(Dataset rows)
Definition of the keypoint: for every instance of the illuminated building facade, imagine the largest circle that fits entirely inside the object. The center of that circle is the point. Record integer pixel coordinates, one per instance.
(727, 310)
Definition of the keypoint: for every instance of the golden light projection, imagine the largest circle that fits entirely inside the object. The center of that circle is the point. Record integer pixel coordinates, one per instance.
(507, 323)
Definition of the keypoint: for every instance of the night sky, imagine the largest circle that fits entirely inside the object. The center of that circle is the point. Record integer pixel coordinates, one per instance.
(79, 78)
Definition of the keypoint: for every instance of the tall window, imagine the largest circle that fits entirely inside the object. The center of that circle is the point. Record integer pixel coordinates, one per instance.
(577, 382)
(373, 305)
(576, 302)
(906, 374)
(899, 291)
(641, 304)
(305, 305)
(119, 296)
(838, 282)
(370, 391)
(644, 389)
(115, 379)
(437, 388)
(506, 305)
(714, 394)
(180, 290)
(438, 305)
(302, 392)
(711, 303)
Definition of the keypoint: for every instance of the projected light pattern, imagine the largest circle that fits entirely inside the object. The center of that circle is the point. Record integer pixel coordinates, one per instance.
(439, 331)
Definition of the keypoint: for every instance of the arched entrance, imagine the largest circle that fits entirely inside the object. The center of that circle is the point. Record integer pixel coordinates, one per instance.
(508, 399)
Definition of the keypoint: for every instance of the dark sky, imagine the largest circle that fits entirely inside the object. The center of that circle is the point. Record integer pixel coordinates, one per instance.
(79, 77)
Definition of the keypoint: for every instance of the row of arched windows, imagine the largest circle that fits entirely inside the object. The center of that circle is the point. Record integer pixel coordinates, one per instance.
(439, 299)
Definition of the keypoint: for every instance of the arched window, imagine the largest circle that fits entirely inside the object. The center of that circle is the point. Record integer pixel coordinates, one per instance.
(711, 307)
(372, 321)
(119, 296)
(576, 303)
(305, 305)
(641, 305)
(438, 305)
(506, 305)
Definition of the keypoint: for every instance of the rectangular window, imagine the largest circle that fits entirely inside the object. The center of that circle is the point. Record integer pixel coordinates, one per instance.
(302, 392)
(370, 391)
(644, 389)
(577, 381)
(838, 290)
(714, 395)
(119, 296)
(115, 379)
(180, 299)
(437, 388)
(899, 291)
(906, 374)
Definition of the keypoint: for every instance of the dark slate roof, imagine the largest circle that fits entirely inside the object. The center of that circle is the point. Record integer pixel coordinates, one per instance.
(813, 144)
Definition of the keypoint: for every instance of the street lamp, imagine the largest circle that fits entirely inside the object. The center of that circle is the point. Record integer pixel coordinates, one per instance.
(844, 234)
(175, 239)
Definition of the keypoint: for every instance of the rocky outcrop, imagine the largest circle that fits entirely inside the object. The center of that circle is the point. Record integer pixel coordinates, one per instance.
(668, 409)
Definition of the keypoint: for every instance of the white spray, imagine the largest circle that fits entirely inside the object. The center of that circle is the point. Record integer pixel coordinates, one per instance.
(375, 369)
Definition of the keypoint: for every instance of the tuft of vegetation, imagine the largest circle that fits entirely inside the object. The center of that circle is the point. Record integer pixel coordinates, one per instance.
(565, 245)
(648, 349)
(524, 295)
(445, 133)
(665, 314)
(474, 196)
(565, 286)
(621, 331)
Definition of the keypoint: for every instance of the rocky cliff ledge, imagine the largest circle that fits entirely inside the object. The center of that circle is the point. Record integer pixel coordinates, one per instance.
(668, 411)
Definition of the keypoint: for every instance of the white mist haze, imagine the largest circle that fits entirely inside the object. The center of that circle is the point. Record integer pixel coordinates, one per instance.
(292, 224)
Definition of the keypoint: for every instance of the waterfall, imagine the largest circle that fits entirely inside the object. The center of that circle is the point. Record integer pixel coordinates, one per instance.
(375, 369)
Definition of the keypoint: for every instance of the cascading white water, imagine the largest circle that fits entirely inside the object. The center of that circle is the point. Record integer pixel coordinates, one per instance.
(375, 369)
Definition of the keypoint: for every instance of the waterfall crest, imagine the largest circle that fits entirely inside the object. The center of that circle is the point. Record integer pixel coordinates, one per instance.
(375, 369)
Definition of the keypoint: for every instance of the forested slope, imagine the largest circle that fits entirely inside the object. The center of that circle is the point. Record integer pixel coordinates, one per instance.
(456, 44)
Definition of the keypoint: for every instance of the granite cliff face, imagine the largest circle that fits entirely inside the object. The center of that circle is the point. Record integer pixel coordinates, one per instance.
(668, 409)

_What is asked_.
Nothing but the lines from the one with "the rocky cliff" through the end of the data above should be repeated, each exactly as it stands.

_Complete response_.
Definition of the keypoint: for every instance of the rocky cliff ledge, imagine the largest circle that fits entirely inside the object. The center of that circle is the point. Record integer pixel coordinates, one per instance.
(668, 411)
Definition of the keypoint: for every instance of the white mist haze, imagine the largest circle that fits entirely inside the object. The center of that circle is the point. Record integer pixel coordinates, one per instance.
(292, 224)
Definition of the keypoint: for every instance of the waterfall, imagine the largest circle that fits entirely inside the object. The center of that circle is the point. Record integer pixel coordinates, one per instance.
(375, 369)
Definition of the keypoint: for every instance of the cascading white water, imagine the largest circle that fits entirely inside the object. The center of that circle is the point. Record integer pixel coordinates, one per instance.
(375, 369)
Definition of the keypoint: for every instance of the waterfall crest, imagine the largest circle that fits entirely inside the object. The center of that circle is the point. Record integer pixel coordinates, one per instance.
(375, 369)
Definition of the keypoint: for every instance of the forested slope, imagine the largest circle that fits entirely inside the object. The center of that circle is the point. Record integer pixel coordinates, one per instance.
(456, 44)
Definition of the keypoint: for every instance of the granite cliff face, imagine the largest circle that fits entirely inside the object. The center of that circle is the point. Record integer pixel coordinates, one per instance.
(668, 409)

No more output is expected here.